Page:
Recently I inherited a bag of old film cameras from my girlfriends Grandad – a treasure haul containing a rabble of cameras ranging from the 60’s to the early 90’s.
Not long after I received the cameras my girlfriend’s sister was due to be married, their photographer Grandad sadly too ill to attend the wedding. So, as a sentimental gesture, I decided that I would do my best to resurrect one of the cameras and take a few photos for the bride on the day.
First I had to pick a camera – each in various stages of disrepair and neglect, showing the ageing effect of sitting in a dark and dingy corner for a a fair few years. I needed a fixer-up, one that still worked and looked like it could be restored to its former glory. After a bit of deliberation I settled on a Minolata Himatic AF, hailing from 1979 – it even has his name and address on a sticker on the bottom!
This was the first autofocus camera in the Himatic line, offering a 38 mm f2.8 lens and a flash to boot. It is the predecessor to the Himatic AF2, which has a bit of a cult following. I put a battery in and was happily greeted by some wiring and a light in the viewfinder – there was life in the old boy yet, he just needed a bit of TLC!
Besides a layer of rust infused dirt, the camera’s light seal had disintegrated into a crumby black dust and needed to be replaced. Additionally, the viewfinder had become a grimy, dingy bar where only the seediest dust would hang out. I scoured the internet for repair guides and set about a rescue operation. I won’t go into the intricate details, rather point you to a couple of excellent articles I found –
- Japan Camera Hunter’s (JCH) guide to cleaning classic cameras. Special mention must go to Bellamy at JCH for kindly responding to an email I sent him when trying to track down the camera’s user guide
- Matt’s Classic Cameras guide to replacing light seals
- Matt’s Classic Cameras general repair tips (most notably cleaning viewfinders)

Extracted material:
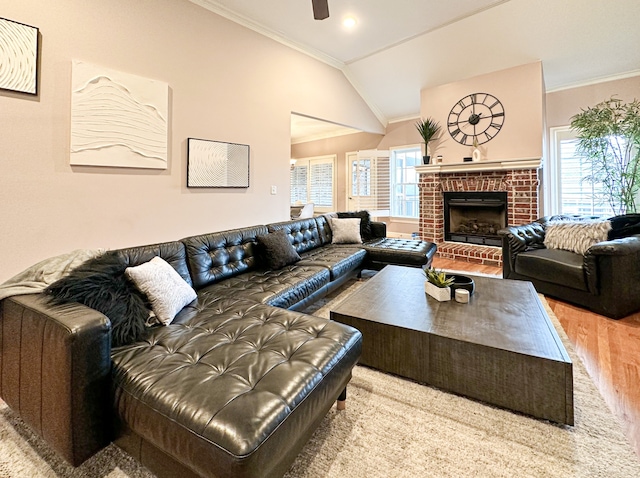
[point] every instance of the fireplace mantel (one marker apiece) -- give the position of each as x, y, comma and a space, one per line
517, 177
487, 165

--

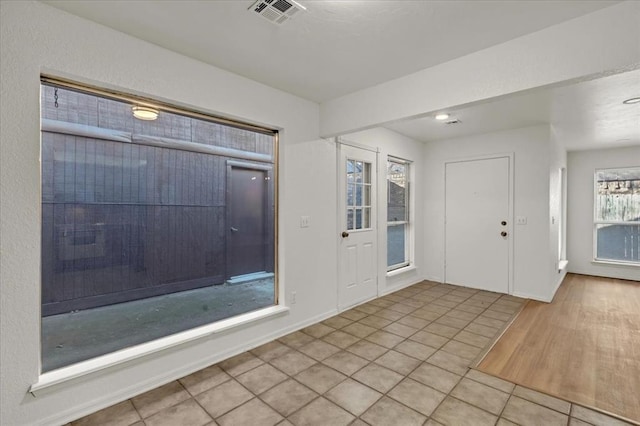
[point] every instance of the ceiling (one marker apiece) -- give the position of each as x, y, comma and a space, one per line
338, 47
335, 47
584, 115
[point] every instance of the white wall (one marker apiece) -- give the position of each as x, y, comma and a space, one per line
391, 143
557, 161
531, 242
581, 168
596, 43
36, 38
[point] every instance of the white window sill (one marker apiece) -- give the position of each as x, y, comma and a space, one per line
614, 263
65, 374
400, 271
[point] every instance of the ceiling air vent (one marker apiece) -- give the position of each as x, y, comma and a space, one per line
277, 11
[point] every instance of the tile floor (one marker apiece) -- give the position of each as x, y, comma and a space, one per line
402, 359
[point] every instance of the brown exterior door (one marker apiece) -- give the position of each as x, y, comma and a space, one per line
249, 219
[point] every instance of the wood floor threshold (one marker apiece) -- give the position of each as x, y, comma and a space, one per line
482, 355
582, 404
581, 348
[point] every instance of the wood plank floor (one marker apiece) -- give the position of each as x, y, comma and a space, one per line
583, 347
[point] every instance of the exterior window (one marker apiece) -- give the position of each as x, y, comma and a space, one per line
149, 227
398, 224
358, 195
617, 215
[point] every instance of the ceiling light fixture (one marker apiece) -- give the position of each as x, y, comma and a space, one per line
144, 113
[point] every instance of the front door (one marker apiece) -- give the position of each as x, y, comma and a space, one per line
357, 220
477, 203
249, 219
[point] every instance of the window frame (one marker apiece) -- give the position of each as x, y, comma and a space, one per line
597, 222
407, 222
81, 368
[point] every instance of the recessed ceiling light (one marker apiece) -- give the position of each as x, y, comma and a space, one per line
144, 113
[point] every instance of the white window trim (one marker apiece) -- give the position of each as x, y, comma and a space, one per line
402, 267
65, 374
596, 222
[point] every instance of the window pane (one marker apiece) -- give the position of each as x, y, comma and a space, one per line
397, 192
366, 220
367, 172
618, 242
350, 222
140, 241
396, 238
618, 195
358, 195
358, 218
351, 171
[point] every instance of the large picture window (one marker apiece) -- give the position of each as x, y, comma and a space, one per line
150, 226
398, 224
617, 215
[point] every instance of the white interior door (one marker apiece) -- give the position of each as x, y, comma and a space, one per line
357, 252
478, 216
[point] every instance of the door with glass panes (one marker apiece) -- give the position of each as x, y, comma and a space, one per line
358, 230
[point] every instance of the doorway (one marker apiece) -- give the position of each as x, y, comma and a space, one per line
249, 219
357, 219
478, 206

---

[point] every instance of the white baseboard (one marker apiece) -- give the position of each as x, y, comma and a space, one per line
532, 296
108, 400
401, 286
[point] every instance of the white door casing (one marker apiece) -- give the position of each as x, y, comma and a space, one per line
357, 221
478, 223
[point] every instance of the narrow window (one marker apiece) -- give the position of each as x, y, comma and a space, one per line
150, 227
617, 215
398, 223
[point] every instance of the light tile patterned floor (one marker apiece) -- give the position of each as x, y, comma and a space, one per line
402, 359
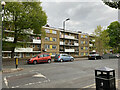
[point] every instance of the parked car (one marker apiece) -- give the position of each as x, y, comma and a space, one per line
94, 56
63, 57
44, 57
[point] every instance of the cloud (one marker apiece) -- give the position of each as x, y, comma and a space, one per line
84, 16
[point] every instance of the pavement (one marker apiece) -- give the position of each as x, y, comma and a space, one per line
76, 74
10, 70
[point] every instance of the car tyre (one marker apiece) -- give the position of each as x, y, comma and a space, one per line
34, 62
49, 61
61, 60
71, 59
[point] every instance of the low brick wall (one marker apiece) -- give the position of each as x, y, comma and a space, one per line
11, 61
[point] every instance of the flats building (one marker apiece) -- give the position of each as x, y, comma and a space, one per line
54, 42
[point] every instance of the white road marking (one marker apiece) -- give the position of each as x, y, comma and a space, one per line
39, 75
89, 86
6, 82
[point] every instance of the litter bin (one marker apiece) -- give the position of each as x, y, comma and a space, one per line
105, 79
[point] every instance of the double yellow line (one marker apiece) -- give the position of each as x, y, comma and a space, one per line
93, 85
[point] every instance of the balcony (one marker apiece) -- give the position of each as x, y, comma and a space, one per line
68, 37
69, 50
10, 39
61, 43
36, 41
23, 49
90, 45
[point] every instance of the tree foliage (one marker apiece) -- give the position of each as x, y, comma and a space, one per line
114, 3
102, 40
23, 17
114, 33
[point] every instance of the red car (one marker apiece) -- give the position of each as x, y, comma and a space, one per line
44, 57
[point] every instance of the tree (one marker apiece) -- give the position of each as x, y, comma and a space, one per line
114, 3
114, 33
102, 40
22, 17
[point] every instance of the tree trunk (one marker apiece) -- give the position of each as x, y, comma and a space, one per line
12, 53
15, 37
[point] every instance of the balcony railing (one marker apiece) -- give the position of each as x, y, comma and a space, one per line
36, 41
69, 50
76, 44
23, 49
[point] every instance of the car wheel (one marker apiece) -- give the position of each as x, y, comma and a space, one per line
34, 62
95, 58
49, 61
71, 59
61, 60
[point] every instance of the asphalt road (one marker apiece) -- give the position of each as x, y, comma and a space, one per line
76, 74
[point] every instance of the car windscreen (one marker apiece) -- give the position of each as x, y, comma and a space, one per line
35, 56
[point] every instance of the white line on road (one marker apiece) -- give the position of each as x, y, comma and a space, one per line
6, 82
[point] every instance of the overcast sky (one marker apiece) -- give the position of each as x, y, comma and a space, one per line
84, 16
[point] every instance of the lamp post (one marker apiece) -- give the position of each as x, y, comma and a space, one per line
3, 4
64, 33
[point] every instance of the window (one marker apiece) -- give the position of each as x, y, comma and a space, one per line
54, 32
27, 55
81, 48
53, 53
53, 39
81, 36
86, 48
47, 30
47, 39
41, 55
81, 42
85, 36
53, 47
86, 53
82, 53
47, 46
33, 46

Prompt:
Repeat everything in the camera restoration post above from "Recently I inherited" down to "on the bottom!".

Output:
Recently I inherited a bag of old film cameras from my girlfriends Grandad – a treasure haul containing a rabble of cameras ranging from the 60’s to the early 90’s.
Not long after I received the cameras my girlfriend’s sister was due to be married, their photographer Grandad sadly too ill to attend the wedding. So, as a sentimental gesture, I decided that I would do my best to resurrect one of the cameras and take a few photos for the bride on the day.
First I had to pick a camera – each in various stages of disrepair and neglect, showing the ageing effect of sitting in a dark and dingy corner for a a fair few years. I needed a fixer-up, one that still worked and looked like it could be restored to its former glory. After a bit of deliberation I settled on a Minolata Himatic AF, hailing from 1979 – it even has his name and address on a sticker on the bottom!